Transcribe every one of these lines word for word, leaving the pictures out of your answer.
[Material provided start]
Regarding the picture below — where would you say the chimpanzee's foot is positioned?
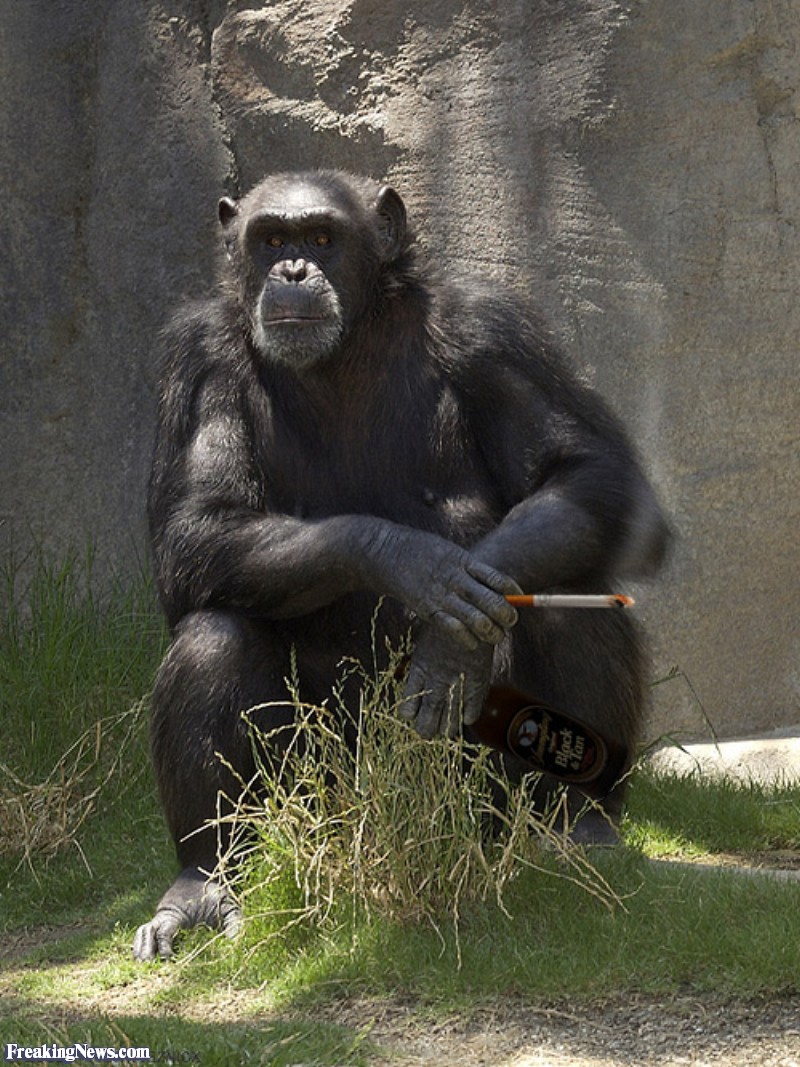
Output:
[133,867,242,960]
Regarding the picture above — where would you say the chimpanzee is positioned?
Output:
[134,171,667,959]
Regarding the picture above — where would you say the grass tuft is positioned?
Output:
[211,648,622,968]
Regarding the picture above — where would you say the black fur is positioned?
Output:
[135,172,667,958]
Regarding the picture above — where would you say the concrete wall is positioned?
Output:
[0,0,800,734]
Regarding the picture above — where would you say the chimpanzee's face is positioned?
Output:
[220,175,407,371]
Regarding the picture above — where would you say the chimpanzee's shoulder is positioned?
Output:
[431,278,563,377]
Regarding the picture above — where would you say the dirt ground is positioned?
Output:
[324,997,800,1067]
[0,927,800,1067]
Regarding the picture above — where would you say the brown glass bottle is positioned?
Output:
[469,685,628,798]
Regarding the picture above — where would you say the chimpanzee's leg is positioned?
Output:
[133,611,293,959]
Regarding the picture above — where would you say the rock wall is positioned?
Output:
[0,0,800,734]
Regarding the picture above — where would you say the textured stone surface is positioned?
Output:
[0,0,800,734]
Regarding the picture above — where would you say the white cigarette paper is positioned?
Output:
[506,593,635,607]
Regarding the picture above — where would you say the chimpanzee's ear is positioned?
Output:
[375,186,405,262]
[218,196,239,228]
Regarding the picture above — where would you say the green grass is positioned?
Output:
[0,563,800,1067]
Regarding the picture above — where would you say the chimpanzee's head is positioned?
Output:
[220,171,409,371]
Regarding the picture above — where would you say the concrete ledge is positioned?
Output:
[650,726,800,784]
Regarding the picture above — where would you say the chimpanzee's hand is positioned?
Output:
[400,624,494,738]
[133,867,242,960]
[369,523,521,649]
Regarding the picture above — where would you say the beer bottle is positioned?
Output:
[469,685,628,799]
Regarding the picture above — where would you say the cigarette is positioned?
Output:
[506,593,636,607]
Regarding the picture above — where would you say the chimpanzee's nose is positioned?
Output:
[281,259,307,283]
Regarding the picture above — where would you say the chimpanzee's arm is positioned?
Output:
[149,332,516,647]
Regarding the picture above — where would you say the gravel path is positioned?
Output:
[336,997,800,1067]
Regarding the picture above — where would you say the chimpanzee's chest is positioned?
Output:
[261,375,503,544]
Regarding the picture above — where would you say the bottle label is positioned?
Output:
[506,704,607,783]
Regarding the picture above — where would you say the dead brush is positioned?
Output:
[0,702,143,869]
[211,665,621,956]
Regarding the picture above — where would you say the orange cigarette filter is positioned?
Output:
[506,593,636,607]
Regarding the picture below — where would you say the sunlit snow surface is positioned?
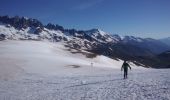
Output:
[0,41,170,100]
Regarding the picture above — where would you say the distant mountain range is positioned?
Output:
[0,16,170,68]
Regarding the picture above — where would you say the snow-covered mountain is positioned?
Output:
[160,37,170,46]
[0,16,170,66]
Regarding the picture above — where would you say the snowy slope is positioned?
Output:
[0,40,170,100]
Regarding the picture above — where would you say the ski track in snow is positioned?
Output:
[0,41,170,100]
[0,69,170,100]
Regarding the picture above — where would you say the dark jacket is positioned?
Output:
[121,62,131,71]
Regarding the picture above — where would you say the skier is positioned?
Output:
[121,60,131,79]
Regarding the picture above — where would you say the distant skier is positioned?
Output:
[121,61,131,79]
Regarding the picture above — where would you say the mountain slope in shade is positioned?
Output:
[0,16,170,66]
[160,37,170,46]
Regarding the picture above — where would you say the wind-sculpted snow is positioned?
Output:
[0,41,170,100]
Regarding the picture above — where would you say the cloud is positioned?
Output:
[73,0,104,10]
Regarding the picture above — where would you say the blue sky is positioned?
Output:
[0,0,170,38]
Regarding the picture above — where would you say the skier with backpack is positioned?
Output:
[121,60,131,79]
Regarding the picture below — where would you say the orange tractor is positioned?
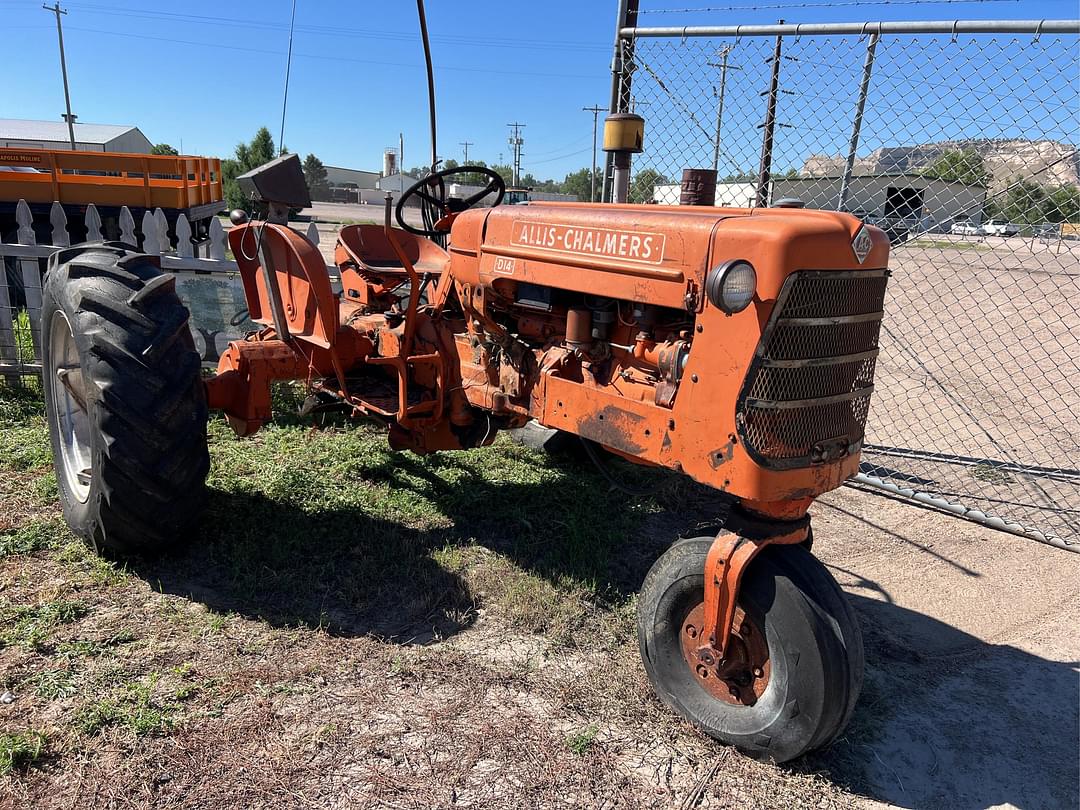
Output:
[42,9,889,761]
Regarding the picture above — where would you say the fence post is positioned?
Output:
[600,0,638,202]
[15,200,42,363]
[754,25,784,208]
[836,31,881,211]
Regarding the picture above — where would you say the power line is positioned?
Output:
[56,0,607,51]
[278,0,296,154]
[68,26,595,79]
[638,0,1020,14]
[507,121,525,186]
[41,2,76,152]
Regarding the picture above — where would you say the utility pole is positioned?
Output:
[581,104,604,202]
[507,121,525,186]
[278,0,296,154]
[708,45,742,172]
[41,2,77,152]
[Material provided end]
Problem solution:
Regarding the picture below — where would you say the chimpanzee's foot is positioned?
Output:
[133,867,242,960]
Regarding the picture above — where would you say the chimpanzee is positioned?
Output:
[134,171,667,959]
Regarding the picture above — where would you say the grass tuft is positioned?
Output:
[211,648,622,968]
Regarding the picture above — where would you say the black fur is positioned?
Output:
[135,172,667,958]
Regarding the picture above — where would you say the concrete wall is positioned?
Output:
[0,0,800,734]
Regarding the picture above — where would you say the chimpanzee's face is positioned?
Output:
[220,175,407,371]
Regarding the picture above — where would you say the chimpanzee's shoulder is positioned?
Output:
[431,278,563,377]
Regarding the picture above — where would you say the dirt ground is positioned?
Output:
[324,997,800,1067]
[0,927,800,1067]
Regarding the picture above — where would you say the brown glass bottle is positioned?
Output:
[469,685,628,798]
Regarding the picture above — where would you say the chimpanzee's leg is positioned?
Output:
[133,611,293,959]
Regarding the picture above — where would you say the rock wall is positioned?
Output:
[0,0,800,734]
Regarding the picture above — where would you say the textured stone surface is positioned?
Output:
[0,0,800,734]
Regarding the picture above — where would you say the white cigarette paper is positioned?
Output:
[506,593,635,607]
Regarding the picture above — where would you say the chimpanzee's ear is positioned?
Output:
[375,186,405,262]
[218,196,239,228]
Regarding the picture above — where would you say the green grass is positioned?
Output:
[0,563,800,1067]
Regarding the picture above — where would you say the chimpanzee's head is positioned?
Output:
[220,171,409,371]
Regarding the picture above — where would you say the concrete ledge is positioned?
Output:
[650,726,800,784]
Regarding the picture above — where would you say the chimpanzee's hand is positioned?
Output:
[400,624,494,738]
[133,867,242,960]
[369,523,521,649]
Regarding the picture above — where would you say the beer bottle is positioned?
Output:
[469,685,628,799]
Regarding the picture above — where would you say the cigarette is positioned?
Output:
[506,593,636,607]
Regarding the picture above — where would you say the chimpanzee's nose is positioned?
Output:
[281,259,307,283]
Regarding the picture above — where would you say the chimpanzee's arm is positioned?
Output:
[149,332,516,647]
Regarding the picture above — where would you say the gravel path is positioned?
Output:
[336,997,800,1067]
Regarding the picture above — where would you say the chimpanzee's chest is positioned?
Output:
[261,375,503,544]
Regarding the picture above — where would you say the bottle label is positioned?
Output:
[506,704,607,783]
Regarding the picture above — where would you say the dead brush is positioned?
Output:
[0,702,143,869]
[211,665,621,956]
Regarding the picture above — where would you say the orange cigarette filter is positioned?
Output:
[506,593,636,607]
Regarding the picture below — where would you say the sunlit snow surface is positioned?
Output:
[0,41,170,100]
Regarding the picture above — where would you say the distant mountain range is positioned?
Output:
[0,16,170,68]
Regarding the picture above — where would you say the snow-covered mountain is positioned?
Output:
[160,37,170,46]
[0,16,170,66]
Regarding the picture above — where would you say the snowy slope is positioned?
Output:
[0,40,170,100]
Regarding the picture above — where would you say the ski track in snow is positioned?
Output:
[0,41,170,100]
[0,69,170,100]
Regarding the picture above — where would you say the dark jacket is positioned?
Output:
[121,62,131,71]
Regarding the picture above — where would you say the skier is positioned?
Output:
[121,60,131,79]
Regarding the picture above — where would you say the distant skier is positioned?
Output:
[121,61,131,79]
Regarding the picture above — where would you say the mountain slope in shade is positioned?
Output:
[0,16,170,66]
[160,37,170,46]
Regarding the picture above — where would you say the wind-sculpted snow is positioned?
Output:
[0,41,170,100]
Regarding the picture above — where would you say the cloud is positioned?
Output:
[73,0,104,10]
Regarding the picture above — where would you say the blue sky is positioned?
Output:
[0,0,170,38]
Regarding the picture above — where would you say the skier with backpack is positioned?
Output:
[121,60,131,79]
Regarding the picture below — where would you say the orange tractor is positioned?
Output:
[42,9,889,761]
Regarding the picture above — where would you say the fence post is positioned?
Output:
[600,0,638,202]
[15,200,42,363]
[754,25,784,208]
[836,31,881,211]
Regarding the picture above — where would you say the power line is positioned?
Output:
[56,0,607,51]
[278,0,296,154]
[68,26,595,79]
[638,0,1020,14]
[507,121,525,186]
[41,2,76,152]
Regarding the picture above — where would you say the utility pole is positioned?
Output:
[581,104,604,202]
[507,121,525,186]
[278,0,296,154]
[708,45,742,172]
[41,2,77,152]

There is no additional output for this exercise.